------ RECORDS PROVIDED
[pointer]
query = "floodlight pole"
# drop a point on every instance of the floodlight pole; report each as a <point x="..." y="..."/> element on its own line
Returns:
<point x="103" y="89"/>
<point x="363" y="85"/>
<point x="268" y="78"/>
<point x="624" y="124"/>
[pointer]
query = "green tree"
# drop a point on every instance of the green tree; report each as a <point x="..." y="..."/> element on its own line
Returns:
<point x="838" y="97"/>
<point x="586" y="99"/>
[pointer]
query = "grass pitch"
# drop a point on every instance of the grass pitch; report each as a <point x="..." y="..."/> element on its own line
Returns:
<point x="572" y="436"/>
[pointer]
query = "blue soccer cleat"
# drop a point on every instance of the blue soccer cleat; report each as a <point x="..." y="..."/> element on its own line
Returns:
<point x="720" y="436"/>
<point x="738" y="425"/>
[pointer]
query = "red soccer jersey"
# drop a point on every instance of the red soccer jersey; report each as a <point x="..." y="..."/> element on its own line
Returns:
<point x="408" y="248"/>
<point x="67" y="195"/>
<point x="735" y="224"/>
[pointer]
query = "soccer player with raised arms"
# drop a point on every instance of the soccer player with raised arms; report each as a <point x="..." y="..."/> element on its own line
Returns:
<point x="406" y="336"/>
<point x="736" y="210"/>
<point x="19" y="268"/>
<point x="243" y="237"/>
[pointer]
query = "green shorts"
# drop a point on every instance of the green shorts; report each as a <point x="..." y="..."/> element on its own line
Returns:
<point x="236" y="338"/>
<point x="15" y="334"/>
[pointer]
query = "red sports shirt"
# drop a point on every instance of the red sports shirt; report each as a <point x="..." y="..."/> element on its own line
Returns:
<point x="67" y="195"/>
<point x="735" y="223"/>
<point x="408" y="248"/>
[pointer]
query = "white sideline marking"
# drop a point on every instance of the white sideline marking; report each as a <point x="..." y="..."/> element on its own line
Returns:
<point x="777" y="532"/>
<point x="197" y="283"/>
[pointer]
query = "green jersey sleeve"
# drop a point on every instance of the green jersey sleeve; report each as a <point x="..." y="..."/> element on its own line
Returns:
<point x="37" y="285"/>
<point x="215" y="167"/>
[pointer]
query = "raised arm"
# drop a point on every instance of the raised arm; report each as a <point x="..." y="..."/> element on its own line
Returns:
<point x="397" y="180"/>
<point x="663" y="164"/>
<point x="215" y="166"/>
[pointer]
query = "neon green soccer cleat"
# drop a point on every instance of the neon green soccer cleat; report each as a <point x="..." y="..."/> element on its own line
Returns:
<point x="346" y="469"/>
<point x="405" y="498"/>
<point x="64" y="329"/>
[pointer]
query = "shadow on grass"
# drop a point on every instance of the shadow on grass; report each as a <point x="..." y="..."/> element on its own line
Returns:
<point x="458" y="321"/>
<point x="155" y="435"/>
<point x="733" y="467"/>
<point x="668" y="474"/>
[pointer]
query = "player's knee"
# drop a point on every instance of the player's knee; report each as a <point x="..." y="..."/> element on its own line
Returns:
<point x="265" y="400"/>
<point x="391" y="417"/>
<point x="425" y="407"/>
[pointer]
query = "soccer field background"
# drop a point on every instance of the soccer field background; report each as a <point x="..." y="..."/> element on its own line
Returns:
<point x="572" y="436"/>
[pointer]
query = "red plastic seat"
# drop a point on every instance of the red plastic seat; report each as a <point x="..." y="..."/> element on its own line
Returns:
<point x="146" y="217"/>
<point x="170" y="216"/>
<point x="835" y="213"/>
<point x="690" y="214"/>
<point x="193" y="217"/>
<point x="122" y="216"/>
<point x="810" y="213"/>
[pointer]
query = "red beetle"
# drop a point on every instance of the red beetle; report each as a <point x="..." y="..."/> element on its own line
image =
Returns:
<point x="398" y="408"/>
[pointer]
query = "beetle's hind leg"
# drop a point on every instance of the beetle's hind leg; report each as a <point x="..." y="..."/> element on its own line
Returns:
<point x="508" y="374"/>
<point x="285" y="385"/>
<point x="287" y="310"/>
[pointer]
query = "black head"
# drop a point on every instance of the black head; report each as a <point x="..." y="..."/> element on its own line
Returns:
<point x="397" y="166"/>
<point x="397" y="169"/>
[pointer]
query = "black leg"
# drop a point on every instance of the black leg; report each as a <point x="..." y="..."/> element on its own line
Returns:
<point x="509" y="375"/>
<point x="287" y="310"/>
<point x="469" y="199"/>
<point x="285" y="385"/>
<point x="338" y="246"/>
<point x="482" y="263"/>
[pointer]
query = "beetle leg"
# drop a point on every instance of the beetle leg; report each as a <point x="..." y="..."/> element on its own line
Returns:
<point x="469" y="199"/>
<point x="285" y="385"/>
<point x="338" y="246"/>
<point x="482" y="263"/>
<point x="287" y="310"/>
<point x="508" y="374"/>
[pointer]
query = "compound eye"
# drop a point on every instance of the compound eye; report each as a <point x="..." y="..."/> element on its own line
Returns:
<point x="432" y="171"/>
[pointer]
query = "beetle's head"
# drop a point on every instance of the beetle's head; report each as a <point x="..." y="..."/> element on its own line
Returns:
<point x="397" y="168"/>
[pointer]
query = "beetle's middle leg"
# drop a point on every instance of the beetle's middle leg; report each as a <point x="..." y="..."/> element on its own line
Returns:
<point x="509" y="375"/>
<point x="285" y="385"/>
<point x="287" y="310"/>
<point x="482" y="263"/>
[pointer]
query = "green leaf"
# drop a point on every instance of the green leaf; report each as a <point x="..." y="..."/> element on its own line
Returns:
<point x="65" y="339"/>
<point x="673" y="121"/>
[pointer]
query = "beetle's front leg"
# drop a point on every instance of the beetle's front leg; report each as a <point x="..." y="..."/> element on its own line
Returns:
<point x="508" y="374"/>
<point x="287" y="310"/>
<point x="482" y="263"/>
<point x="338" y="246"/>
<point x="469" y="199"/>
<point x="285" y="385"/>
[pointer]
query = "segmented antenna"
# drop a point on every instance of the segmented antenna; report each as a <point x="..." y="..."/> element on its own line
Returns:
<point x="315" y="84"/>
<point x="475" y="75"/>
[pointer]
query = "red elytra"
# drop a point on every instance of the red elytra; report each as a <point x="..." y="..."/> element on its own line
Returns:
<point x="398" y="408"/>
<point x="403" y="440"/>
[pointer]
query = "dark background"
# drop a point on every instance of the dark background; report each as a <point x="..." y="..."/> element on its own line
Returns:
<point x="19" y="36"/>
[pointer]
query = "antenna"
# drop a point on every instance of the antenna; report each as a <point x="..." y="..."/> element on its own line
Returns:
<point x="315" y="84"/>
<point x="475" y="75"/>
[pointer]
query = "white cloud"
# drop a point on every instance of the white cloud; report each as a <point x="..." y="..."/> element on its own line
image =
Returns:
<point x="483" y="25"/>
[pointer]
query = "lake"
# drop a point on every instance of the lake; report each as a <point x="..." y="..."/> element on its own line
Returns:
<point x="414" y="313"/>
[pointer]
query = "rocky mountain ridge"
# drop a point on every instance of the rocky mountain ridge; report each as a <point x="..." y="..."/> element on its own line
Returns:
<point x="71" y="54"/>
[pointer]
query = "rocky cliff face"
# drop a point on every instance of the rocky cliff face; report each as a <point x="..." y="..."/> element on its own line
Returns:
------------
THE PROBLEM. Repeat each record exactly. Omit nothing.

THE SOLUTION.
[pointer]
query = "floodlight pole"
# drop a point on every instance of the floodlight pole; report each as a <point x="..." y="..."/> element on its own line
Returns:
<point x="103" y="89"/>
<point x="363" y="85"/>
<point x="268" y="78"/>
<point x="624" y="124"/>
[pointer]
query = "green tree"
# drop a point on every instance of the green tree; report each as a <point x="..." y="..."/> element on its own line
Returns:
<point x="838" y="97"/>
<point x="586" y="99"/>
[pointer]
query = "grass pitch"
# drop a point on every instance of the grass pitch; report each as a <point x="..." y="..."/> element on its own line
Returns:
<point x="572" y="436"/>
[pointer]
query = "blue soccer cleat"
# drop a point on every instance of the blue soccer cleat; report each as a <point x="..." y="..."/> element on its own line
Returns:
<point x="720" y="436"/>
<point x="738" y="425"/>
[pointer]
query = "red soccer jersey"
# drop a point on every instance of the red soccer jersey; report each as a <point x="..." y="..."/> element on its own line
Returns:
<point x="408" y="248"/>
<point x="67" y="195"/>
<point x="735" y="224"/>
[pointer]
query = "soccer player with raised arms"
# drop a point on every instance of the soccer player with raised arms; report each as a <point x="..." y="..."/> element on its own line
Returns:
<point x="406" y="336"/>
<point x="736" y="210"/>
<point x="19" y="268"/>
<point x="243" y="237"/>
[pointer]
query = "green shorts"
# drop a point on every instance of the green shorts; report each as a <point x="..." y="..."/> element on its own line
Returns:
<point x="236" y="338"/>
<point x="15" y="334"/>
[pointer]
query = "red sports shirt"
# drop a point on every instance of the red sports shirt; report each as a <point x="..." y="..."/> element on its own line
Returns:
<point x="67" y="195"/>
<point x="735" y="223"/>
<point x="408" y="248"/>
[pointer]
query = "white sideline marking"
# drop a point on every instance of the white sideline marking; report each as a <point x="..." y="..."/> element on its own line
Returns:
<point x="777" y="532"/>
<point x="197" y="283"/>
[pointer]
query = "green jersey sleeve"
# drop a point on every instance of the green jersey sleeve; report each as a <point x="..." y="..."/> element on its own line
Returns:
<point x="37" y="285"/>
<point x="215" y="167"/>
[pointer]
query = "raised arm"
# drop a point on every instance of the raised arm; report each as a <point x="..." y="..."/> element on its own line
Returns:
<point x="397" y="180"/>
<point x="663" y="164"/>
<point x="215" y="166"/>
[pointer]
query = "neon green soccer cleat"
# drop a point on every instance of the neon green soccer cleat; report each as a <point x="..." y="..."/> element on its own line
Returns:
<point x="346" y="469"/>
<point x="405" y="498"/>
<point x="64" y="329"/>
[pointer]
query = "shadow on grass"
# drop a point on every instance of the shadow on grass; report each as a <point x="..." y="..."/> element on its own line
Returns:
<point x="458" y="321"/>
<point x="155" y="435"/>
<point x="733" y="467"/>
<point x="668" y="474"/>
[pointer]
query = "player's knee"
# drop a point on every instance of the player's knee; report each as a <point x="..." y="..."/> element on its own line
Returns:
<point x="265" y="400"/>
<point x="391" y="417"/>
<point x="425" y="407"/>
[pointer]
query = "soccer field background"
# drop a point on every instance of the soccer field background; report each as a <point x="..." y="..."/> element on its own line
Returns:
<point x="572" y="436"/>
[pointer]
query = "red plastic seat"
# drop a point on every instance of the red plastic seat; report each as a <point x="..." y="..."/> element on its own line
Returns:
<point x="146" y="217"/>
<point x="170" y="216"/>
<point x="835" y="213"/>
<point x="690" y="214"/>
<point x="193" y="217"/>
<point x="122" y="216"/>
<point x="810" y="213"/>
[pointer]
query = "red beetle"
# drop a point on every instance of the red beetle; report each as a <point x="..." y="..."/> element on its own line
image =
Returns:
<point x="398" y="408"/>
[pointer]
query = "beetle's hind leg"
# drop a point on every instance of the beetle's hind leg; report each as a <point x="..." y="..."/> element on its own line
Returns:
<point x="508" y="374"/>
<point x="285" y="385"/>
<point x="287" y="310"/>
[pointer]
query = "black head"
# drop a point on every instance of the black head; report each as a <point x="..." y="..."/> element on its own line
Returns:
<point x="397" y="166"/>
<point x="397" y="169"/>
[pointer]
query = "black leg"
# drop a point on every instance of the black leg; report each as a <point x="..." y="..."/> element on its own line
Returns:
<point x="509" y="375"/>
<point x="287" y="310"/>
<point x="469" y="199"/>
<point x="285" y="385"/>
<point x="338" y="246"/>
<point x="482" y="263"/>
[pointer]
query = "beetle leg"
# drop a point on every instance of the beetle leg; report each as a <point x="..." y="..."/> element on its own line
Returns:
<point x="469" y="199"/>
<point x="285" y="385"/>
<point x="338" y="246"/>
<point x="482" y="263"/>
<point x="287" y="310"/>
<point x="508" y="374"/>
[pointer]
query = "compound eye"
# drop a point on every instance of the compound eye; report each as a <point x="..." y="..."/> element on its own line
Returns:
<point x="432" y="171"/>
[pointer]
query = "beetle's head"
# drop a point on every instance of the beetle's head; report each as a <point x="..." y="..."/> element on its own line
Returns:
<point x="397" y="168"/>
[pointer]
query = "beetle's middle leg"
# drop a point on every instance of the beetle's middle leg; report each as a <point x="..." y="..."/> element on its own line
Returns:
<point x="509" y="375"/>
<point x="285" y="385"/>
<point x="287" y="310"/>
<point x="482" y="263"/>
[pointer]
query = "green leaf"
# drop a point on every instance of the green leaf; report each as a <point x="..." y="..."/> element on its own line
Returns:
<point x="65" y="339"/>
<point x="673" y="121"/>
[pointer]
query = "beetle's front leg"
# drop a point on every instance of the beetle's front leg; report each as a <point x="..." y="..."/> element on its own line
Returns:
<point x="508" y="374"/>
<point x="287" y="310"/>
<point x="482" y="263"/>
<point x="338" y="246"/>
<point x="469" y="199"/>
<point x="285" y="385"/>
[pointer]
query = "segmented antenna"
# drop a point on every instance of the segmented antenna; report each as a <point x="..." y="..."/> element on its own line
Returns:
<point x="315" y="84"/>
<point x="475" y="75"/>
[pointer]
query = "red elytra"
# drop a point on every instance of the red elytra; report each as a <point x="..." y="..."/> element on its own line
Returns:
<point x="398" y="408"/>
<point x="403" y="440"/>
[pointer]
query = "dark background"
# drop a point on every instance of the dark background; report each as a <point x="..." y="..."/> element on its own line
Returns:
<point x="19" y="36"/>
[pointer]
query = "antenna"
# drop a point on every instance of the antenna; report each as a <point x="..." y="..."/> element on its own line
Returns:
<point x="315" y="84"/>
<point x="475" y="75"/>
[pointer]
query = "white cloud"
# drop a point on every instance of the white cloud; report each as a <point x="..." y="..."/> element on its own line
image =
Returns:
<point x="483" y="25"/>
[pointer]
query = "lake"
# drop a point on every instance of the lake; report each as a <point x="..." y="..."/> element on its own line
Returns:
<point x="414" y="313"/>
[pointer]
query = "rocky mountain ridge"
# drop a point on every instance of the rocky mountain ridge; report each as a <point x="..." y="..."/> element on its own line
Returns:
<point x="71" y="54"/>
[pointer]
query = "rocky cliff face"
# drop a point on every instance of the rocky cliff face; report each as a <point x="..." y="..."/> element on its own line
Returns:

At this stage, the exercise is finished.